# Page
┏━━

You really are a freak. Your blind hatred for religion seems to enhance your totalitarian desire to control others. Despite the fact that we have the right to the free expression of religion in this Country.

Frankly, your proposals are utterly unconstitutional and unAmerican. I submit that YOU and people like you are the dangerous wacko nutjobs who think that you will/can use governmental force to deny the rights of parents to raise their children as they see fit.

You might be an Atheist/Skeptic libertine. More power to you, but you DO NOT have the right to force that Atheist/Skeptic libertine attitude onto the rest of the country via the power of the government.

Neither do you have a right to tell me and my family how we are going to school our children, What religion the Children are going to be raised in, and what moral principles they will be taught.

You might not like it, but you are going to have to learn to live with it.
3.7.2008 9:09am
whit:
"Parents have to have certain rights over their children, that's the very essence of the concept of "custody". But those rights cannot include taking a child out of school. "

they most definitely include that right.

"I'm sure we can all agree that homeschooling is a pretext for parents wanting to instill in their children some fringe belief either not taught in public schools or contradicted in public schools."

┗━━

# Task to complete
Write the next part of the exchange about homeschooling and parental rights, picking up after its final line.

Contour annotation records:
┏━━

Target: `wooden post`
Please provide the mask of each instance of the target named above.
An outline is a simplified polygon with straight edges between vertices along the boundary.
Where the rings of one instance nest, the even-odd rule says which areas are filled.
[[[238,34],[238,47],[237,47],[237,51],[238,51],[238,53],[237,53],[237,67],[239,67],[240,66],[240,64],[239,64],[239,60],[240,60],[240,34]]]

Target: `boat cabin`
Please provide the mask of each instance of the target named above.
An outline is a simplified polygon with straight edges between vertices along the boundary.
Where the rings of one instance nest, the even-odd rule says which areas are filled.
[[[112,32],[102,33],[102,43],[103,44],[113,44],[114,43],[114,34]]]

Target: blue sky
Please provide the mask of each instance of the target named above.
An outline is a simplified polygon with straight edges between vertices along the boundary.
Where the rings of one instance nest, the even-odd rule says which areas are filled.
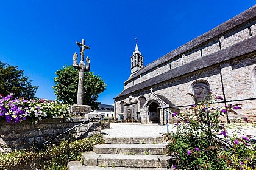
[[[56,98],[55,72],[71,65],[82,39],[91,71],[107,84],[101,104],[113,104],[130,74],[138,38],[144,66],[255,4],[255,1],[0,0],[0,61],[18,66]],[[79,55],[80,57],[80,55]]]

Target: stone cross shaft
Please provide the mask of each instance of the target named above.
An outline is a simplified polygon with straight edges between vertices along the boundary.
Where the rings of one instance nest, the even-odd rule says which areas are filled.
[[[81,60],[79,63],[79,65],[77,64],[77,53],[74,53],[73,55],[73,67],[79,70],[79,76],[78,78],[78,91],[77,91],[77,100],[76,104],[82,105],[84,101],[84,72],[90,71],[90,58],[87,56],[86,58],[87,65],[84,61],[84,50],[89,49],[90,47],[85,44],[85,40],[82,39],[82,43],[76,42],[76,44],[79,47],[80,49]]]

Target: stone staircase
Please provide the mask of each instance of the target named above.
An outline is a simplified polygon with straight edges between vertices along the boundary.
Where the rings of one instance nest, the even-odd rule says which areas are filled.
[[[163,137],[104,137],[106,144],[95,145],[81,161],[68,163],[69,170],[166,169],[169,157]]]

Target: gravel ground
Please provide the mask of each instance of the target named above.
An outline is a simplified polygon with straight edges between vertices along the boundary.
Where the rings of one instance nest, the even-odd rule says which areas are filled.
[[[167,126],[158,124],[111,123],[110,129],[102,130],[101,132],[110,137],[155,137],[162,136],[167,132]],[[176,132],[175,125],[169,125],[169,131]],[[251,135],[256,138],[256,124],[233,123],[226,124],[227,135],[233,136],[235,132],[238,137]]]

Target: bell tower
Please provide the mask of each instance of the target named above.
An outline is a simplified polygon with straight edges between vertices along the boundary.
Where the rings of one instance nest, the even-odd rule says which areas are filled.
[[[143,67],[143,56],[138,50],[137,38],[135,38],[135,50],[130,57],[130,75],[138,72]]]

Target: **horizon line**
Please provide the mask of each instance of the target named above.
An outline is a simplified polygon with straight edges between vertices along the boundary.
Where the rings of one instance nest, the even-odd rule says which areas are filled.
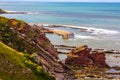
[[[85,3],[120,3],[120,1],[0,1],[0,2],[85,2]]]

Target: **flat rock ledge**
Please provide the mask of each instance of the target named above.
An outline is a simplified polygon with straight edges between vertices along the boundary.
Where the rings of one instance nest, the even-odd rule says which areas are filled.
[[[68,53],[65,64],[71,66],[95,66],[100,68],[109,68],[105,62],[105,53],[92,51],[87,45],[76,47]]]

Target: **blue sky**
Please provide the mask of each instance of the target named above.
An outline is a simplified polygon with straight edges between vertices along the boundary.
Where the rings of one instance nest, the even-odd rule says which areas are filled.
[[[0,1],[41,1],[41,2],[120,2],[120,0],[0,0]]]

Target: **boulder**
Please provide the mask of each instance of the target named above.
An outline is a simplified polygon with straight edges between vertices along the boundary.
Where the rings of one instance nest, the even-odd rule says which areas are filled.
[[[72,66],[109,67],[105,62],[105,53],[92,51],[87,45],[76,47],[68,53],[65,64]]]

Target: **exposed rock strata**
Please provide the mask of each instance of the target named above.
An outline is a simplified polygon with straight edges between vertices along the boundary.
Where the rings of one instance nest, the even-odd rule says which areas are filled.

┗━━

# Exercise response
no i don't.

and one person's "fringe beliefs" is another person's truth. i love the way that for you it's the state that gets to decide those all important truths we teach to our children.

" Just because parents don't believe in evolution on religious grounds does not give those parents the right to deny their kid a proper, normal education so they can brainwash their children as they see fit. "

i think creationists are morons. but i respect their rights.

"That's what homeschooling comes down to - the right to brainwash your children. "

you could apply that equally to public schools.

"If it were up to me, society would not let parents even mention religion to their children until they turn 21. "

your hillary'esque "it takes a village" decrees make me itchy

"Minds under 21 are not mature and developed enough to handle or understand religion. It should be a felony to even mention jesus/allah/moses/etc to a child under 21. If society had to wait until kids turned 21 to begin religious education, well over 90% of the population would be atheists"

unsupported WAG (wild ass guess), that i doubt is true.

" and the world would be a much better place."

YES, because govt. imposed atheism (which is what you are trying to espouse) has SUCH a great record of civil rights in the last century (the first century where it basically existed).

yes, officially atheist regimes where people were saved from the evil of religion have SUCH a great record of peace and justice.

lol

just because john lennon wrote a song, doesn't mean he's correct.

the evidence strongly suggests the opposite.

" No mature mind would believe in religion - only when it can be brainwashed into your mind as a child does it remain through adulthood."

countless examples throughout history disprove your "opinion".

" I know this will never happen, nor would it be able to be enforced. But I can dream. "

yes. utopianists often do. unfortunately for the world, sometimes their dreams come true, and we have pogroms, killing fields, gulags, etc.
3.7.2008 9:13am
john w. (mail):
I'm surprised that nobody has cited the following quote from this morning's San Francisco Chronicle"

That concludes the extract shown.